CHALLENGES:
a: In the blog post about the rescue dog, condense the paragraph beginning "Our family recently got a dog" into a shorter version that keeps its main facts.
b: From the blog post about the rescue dog, return the stretch from "Monday, April 24, 2017" through "shooting off fireworks.", copied word for word.

PASSAGE:

- - - - - - -

Monday, April 24, 2017

Baby, You're a Firework

Our family recently got a dog. We rescued him from a local shelter and he has apparently never lived in a home before. He is skittish and nervous. He is perplexed by our TV. He paces and flinches and cowers at noises despite our constant assurances that we are his people. My husband calls him 50 First Dates because every morning we start over- walking and petting, brushing and reassuring, hoping that today will be the day that he settles down and gets on with the business of being part of our family.

Yesterday was a great day. We even got him in the living room with us as we were watching a movie and the kids had him running around in the backyard before bedtime. And then...somebody started shooting off fireworks.

Suffice it to say that he couldn't get in the house soon enough. He wedged his way under our bed and did not come out until this morning. He whimpered, covered his face, and no promise of treats could assuage him out from under the bed. This morning, as I laid there aware of his presence under us, I kept humming Katy Perry's song, "Firework." I thought about how that song is supposed to be empowering and liberating. My nine year-old daughter belts it out as an anthem. It's a great song...if you like fireworks.

- - - - - - -

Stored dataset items
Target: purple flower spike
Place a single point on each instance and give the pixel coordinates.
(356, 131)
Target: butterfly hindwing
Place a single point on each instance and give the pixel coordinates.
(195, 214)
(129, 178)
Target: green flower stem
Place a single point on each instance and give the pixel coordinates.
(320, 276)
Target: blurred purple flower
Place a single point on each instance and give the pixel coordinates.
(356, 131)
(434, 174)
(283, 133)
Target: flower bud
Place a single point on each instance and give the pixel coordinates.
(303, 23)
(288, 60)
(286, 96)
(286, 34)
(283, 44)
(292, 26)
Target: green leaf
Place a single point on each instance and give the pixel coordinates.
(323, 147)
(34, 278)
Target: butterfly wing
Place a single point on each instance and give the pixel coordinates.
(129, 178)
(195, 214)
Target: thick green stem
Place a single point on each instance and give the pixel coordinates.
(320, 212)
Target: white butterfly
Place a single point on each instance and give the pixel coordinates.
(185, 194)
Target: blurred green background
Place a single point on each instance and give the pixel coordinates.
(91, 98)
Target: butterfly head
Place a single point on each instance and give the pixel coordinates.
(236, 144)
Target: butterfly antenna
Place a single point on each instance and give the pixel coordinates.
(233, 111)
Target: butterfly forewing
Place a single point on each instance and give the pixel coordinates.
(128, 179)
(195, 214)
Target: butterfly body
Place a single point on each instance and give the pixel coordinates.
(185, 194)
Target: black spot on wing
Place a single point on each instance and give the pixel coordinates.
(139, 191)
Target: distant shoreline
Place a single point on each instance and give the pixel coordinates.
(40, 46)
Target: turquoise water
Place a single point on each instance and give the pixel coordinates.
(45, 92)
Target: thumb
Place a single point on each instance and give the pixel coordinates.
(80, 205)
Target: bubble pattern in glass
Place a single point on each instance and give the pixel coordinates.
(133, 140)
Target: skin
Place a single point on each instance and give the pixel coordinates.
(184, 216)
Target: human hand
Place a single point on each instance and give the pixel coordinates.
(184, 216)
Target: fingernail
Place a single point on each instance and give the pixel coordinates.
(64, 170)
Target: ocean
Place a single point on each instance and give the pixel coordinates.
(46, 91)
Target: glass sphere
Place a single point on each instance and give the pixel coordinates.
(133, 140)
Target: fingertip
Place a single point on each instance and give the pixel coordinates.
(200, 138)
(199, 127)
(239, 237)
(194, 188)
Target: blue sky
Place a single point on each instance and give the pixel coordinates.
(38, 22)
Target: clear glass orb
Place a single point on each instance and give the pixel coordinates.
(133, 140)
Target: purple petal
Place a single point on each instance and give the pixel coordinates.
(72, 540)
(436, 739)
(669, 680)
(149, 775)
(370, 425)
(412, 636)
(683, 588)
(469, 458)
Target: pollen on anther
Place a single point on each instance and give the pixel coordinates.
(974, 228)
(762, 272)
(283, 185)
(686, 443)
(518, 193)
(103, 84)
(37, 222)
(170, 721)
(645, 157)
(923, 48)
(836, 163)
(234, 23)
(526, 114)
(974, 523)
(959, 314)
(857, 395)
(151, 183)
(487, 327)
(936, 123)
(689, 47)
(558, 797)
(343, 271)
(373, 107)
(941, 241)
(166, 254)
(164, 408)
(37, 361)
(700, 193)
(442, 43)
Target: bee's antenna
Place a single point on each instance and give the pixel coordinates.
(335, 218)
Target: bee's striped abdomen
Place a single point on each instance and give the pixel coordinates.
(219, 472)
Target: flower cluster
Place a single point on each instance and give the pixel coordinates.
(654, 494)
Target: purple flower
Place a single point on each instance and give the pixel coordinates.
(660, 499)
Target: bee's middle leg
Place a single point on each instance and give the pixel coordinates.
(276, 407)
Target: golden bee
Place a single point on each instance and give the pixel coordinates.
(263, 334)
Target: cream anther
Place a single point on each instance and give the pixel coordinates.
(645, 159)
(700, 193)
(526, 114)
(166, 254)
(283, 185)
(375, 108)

- - - - - - -

SOLUTIONS TO THE PROBLEMS:
a: The family adopted a dog from a local shelter who had apparently never lived in a home. He is skittish and nervous, puzzled by the TV, and paces, flinches, and cowers at noises despite constant reassurance. The narrator's husband calls him 50 First Dates because every morning they start over with walking, petting, brushing, and reassuring, hoping he will finally settle in as part of the family.

b:
Monday, April 24, 2017

Baby, You're a Firework

Our family recently got a dog. We rescued him from a local shelter and he has apparently never lived in a home before. He is skittish and nervous. He is perplexed by our TV. He paces and flinches and cowers at noises despite our constant assurances that we are his people. My husband calls him 50 First Dates because every morning we start over- walking and petting, brushing and reassuring, hoping that today will be the day that he settles down and gets on with the business of being part of our family.

Yesterday was a great day. We even got him in the living room with us as we were watching a movie and the kids had him running around in the backyard before bedtime. And then...somebody started shooting off fireworks.